DATA TO PROCESS>

****************************************

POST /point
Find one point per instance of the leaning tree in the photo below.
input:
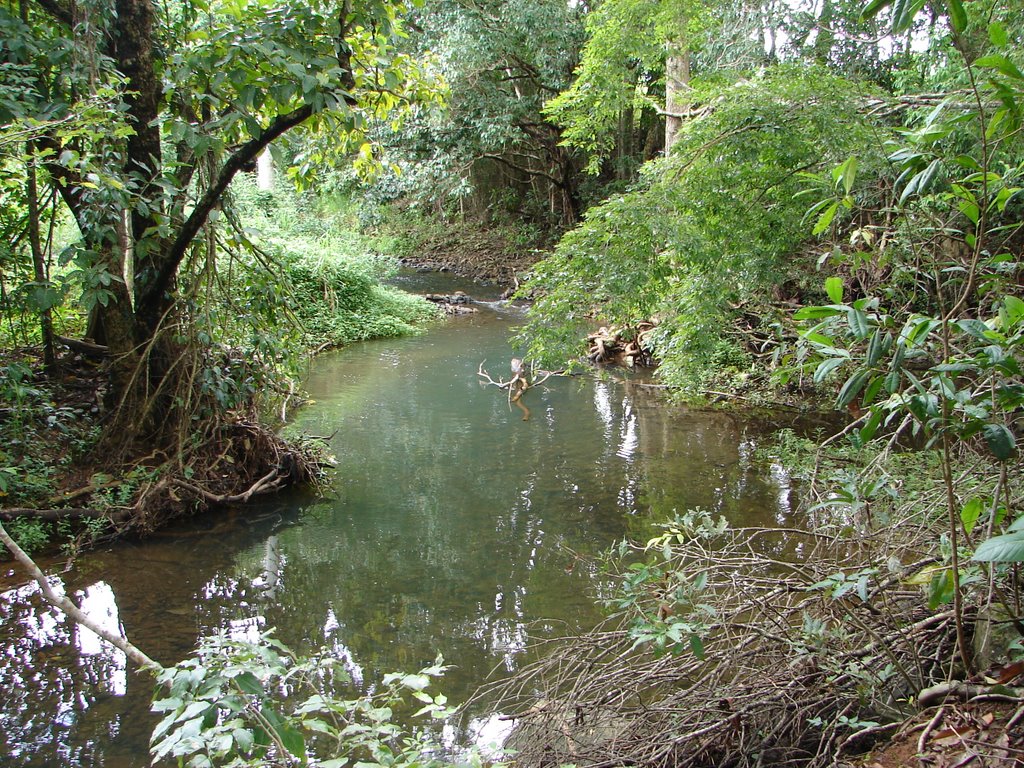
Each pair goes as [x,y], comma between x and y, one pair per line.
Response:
[190,91]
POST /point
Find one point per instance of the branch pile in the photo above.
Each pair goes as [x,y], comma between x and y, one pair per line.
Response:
[809,649]
[630,347]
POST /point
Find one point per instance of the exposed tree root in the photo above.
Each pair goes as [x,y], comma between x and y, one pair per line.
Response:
[622,347]
[813,649]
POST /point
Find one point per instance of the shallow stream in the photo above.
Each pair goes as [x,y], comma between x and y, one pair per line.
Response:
[453,526]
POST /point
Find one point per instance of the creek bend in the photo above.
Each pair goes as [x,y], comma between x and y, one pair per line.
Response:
[450,528]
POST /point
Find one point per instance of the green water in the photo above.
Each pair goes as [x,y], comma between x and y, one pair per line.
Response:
[453,526]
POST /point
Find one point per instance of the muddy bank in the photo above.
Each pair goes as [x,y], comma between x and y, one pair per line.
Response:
[480,254]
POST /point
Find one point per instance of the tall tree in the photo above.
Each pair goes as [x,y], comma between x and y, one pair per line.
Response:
[204,86]
[501,61]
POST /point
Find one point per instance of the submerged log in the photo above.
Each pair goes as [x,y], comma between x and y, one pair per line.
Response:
[629,347]
[455,303]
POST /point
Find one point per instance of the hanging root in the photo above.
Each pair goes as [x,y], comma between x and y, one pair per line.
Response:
[778,659]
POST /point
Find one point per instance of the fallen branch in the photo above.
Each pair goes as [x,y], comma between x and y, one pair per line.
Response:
[266,484]
[65,513]
[85,347]
[69,608]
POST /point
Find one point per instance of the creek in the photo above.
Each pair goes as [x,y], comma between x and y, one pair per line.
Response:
[453,525]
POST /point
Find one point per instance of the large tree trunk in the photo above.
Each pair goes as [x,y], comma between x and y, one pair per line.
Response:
[677,86]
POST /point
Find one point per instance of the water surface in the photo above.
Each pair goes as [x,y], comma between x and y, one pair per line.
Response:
[453,525]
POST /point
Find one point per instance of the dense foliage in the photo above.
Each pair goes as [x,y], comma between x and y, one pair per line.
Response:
[716,226]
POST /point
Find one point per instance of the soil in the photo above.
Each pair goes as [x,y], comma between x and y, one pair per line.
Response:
[480,254]
[988,734]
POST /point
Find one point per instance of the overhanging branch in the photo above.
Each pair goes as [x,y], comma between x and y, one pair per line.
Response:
[242,157]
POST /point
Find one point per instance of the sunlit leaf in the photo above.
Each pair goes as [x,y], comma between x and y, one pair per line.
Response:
[1000,440]
[834,287]
[1006,548]
[970,513]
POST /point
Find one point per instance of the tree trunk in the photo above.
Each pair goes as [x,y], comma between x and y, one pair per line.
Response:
[677,80]
[39,270]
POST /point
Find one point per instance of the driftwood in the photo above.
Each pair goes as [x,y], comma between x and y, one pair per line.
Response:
[621,347]
[786,671]
[521,381]
[455,303]
[68,513]
[85,347]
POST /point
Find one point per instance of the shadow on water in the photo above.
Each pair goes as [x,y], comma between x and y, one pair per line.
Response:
[451,527]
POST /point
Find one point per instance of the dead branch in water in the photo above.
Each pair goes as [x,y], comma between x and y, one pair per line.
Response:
[797,659]
[519,383]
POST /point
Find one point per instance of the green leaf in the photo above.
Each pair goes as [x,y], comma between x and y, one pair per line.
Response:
[868,430]
[1006,548]
[249,683]
[858,324]
[834,287]
[1015,310]
[696,645]
[292,740]
[903,13]
[957,16]
[997,35]
[971,513]
[940,589]
[825,219]
[851,388]
[826,367]
[921,182]
[1001,64]
[1000,440]
[817,312]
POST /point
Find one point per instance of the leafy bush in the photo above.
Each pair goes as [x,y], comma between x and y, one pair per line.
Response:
[239,704]
[712,226]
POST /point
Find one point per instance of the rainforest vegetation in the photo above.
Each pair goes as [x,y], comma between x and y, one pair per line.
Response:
[814,203]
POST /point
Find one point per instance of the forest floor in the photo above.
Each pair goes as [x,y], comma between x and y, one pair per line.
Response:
[489,255]
[984,734]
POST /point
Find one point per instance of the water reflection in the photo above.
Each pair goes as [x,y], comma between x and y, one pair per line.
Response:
[452,527]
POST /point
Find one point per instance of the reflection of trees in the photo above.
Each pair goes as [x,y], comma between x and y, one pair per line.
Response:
[446,535]
[53,679]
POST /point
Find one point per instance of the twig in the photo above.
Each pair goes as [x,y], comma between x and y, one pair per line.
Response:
[69,608]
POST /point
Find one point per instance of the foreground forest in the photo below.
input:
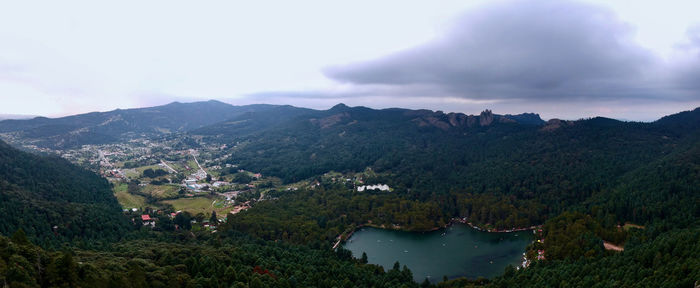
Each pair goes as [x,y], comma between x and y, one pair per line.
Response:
[583,181]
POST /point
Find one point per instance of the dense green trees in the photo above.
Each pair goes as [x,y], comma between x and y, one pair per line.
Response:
[53,200]
[180,261]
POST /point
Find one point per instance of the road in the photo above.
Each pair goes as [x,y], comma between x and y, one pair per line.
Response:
[166,166]
[200,166]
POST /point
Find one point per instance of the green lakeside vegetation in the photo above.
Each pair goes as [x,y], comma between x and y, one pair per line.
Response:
[579,180]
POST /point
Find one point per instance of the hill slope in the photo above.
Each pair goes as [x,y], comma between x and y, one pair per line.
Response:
[120,125]
[53,200]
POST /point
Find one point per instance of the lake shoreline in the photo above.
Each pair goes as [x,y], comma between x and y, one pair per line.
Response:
[343,237]
[458,251]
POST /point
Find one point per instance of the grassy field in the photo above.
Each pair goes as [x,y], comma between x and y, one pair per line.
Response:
[127,200]
[203,204]
[161,191]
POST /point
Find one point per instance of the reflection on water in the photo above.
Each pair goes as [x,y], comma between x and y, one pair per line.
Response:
[454,252]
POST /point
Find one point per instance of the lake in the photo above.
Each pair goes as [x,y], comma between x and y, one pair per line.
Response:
[456,251]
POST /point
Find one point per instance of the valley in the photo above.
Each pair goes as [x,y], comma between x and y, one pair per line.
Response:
[282,179]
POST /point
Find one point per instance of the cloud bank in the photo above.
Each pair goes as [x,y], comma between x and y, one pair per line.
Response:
[548,51]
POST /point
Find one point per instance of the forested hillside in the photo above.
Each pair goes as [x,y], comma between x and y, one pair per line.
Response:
[426,154]
[587,182]
[121,125]
[53,200]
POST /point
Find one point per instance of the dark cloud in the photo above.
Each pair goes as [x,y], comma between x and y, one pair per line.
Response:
[687,72]
[521,50]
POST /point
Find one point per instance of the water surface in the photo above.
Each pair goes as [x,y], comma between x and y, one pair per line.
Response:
[453,252]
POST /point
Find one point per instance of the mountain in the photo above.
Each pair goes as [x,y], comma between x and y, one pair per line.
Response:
[16,116]
[119,125]
[423,153]
[53,200]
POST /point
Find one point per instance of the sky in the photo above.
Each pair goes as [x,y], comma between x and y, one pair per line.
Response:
[631,60]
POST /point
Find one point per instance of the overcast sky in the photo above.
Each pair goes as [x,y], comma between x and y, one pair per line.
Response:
[635,60]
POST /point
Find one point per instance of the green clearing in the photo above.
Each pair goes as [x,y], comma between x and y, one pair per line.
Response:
[161,191]
[126,200]
[199,205]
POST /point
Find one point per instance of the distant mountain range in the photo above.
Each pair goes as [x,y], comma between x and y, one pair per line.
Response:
[16,116]
[208,117]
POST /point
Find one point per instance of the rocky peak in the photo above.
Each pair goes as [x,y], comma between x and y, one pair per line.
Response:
[485,118]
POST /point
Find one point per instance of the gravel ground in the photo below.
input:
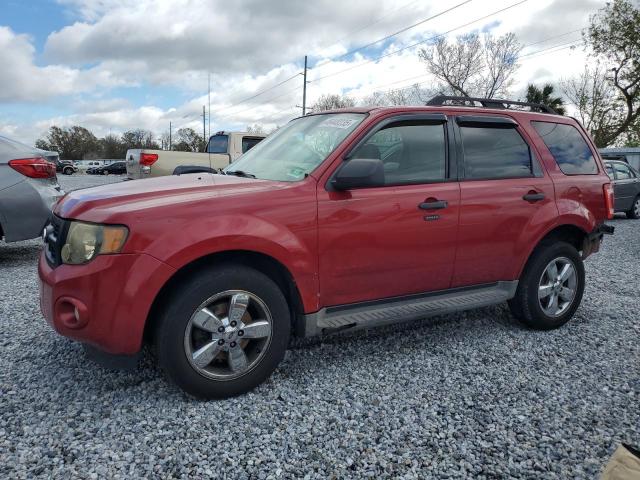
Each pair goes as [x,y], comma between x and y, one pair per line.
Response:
[471,395]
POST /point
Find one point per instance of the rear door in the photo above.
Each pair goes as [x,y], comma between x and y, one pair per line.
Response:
[506,199]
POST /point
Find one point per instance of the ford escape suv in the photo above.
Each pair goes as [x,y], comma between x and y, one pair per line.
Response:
[338,221]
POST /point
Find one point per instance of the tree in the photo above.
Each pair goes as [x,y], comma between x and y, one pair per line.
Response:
[544,96]
[331,102]
[474,66]
[614,96]
[596,102]
[188,141]
[72,143]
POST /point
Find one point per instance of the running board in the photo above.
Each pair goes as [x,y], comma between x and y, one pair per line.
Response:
[402,309]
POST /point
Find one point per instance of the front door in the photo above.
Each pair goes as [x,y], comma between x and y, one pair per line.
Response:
[625,186]
[397,239]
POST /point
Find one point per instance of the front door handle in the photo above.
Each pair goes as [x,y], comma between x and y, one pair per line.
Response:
[434,205]
[533,197]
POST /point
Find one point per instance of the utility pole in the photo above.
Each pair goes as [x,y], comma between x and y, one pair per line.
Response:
[204,125]
[304,89]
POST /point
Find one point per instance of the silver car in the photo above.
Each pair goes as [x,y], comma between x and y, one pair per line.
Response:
[28,190]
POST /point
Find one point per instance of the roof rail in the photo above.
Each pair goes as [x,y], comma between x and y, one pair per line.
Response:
[440,100]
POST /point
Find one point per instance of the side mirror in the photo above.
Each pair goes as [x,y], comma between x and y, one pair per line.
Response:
[359,173]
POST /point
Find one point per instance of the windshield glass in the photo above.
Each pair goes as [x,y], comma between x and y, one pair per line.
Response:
[218,144]
[295,150]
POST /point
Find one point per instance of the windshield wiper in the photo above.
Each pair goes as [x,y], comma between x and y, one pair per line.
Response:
[239,173]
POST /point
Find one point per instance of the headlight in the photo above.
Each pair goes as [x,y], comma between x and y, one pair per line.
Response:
[87,240]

****************************************

Gather every line of the entries above that contains the word "windshield", matching case exactly.

Find one point per instance of the windshield glass in the photo above.
Find one point per instance of the windshield wiper in the photo above.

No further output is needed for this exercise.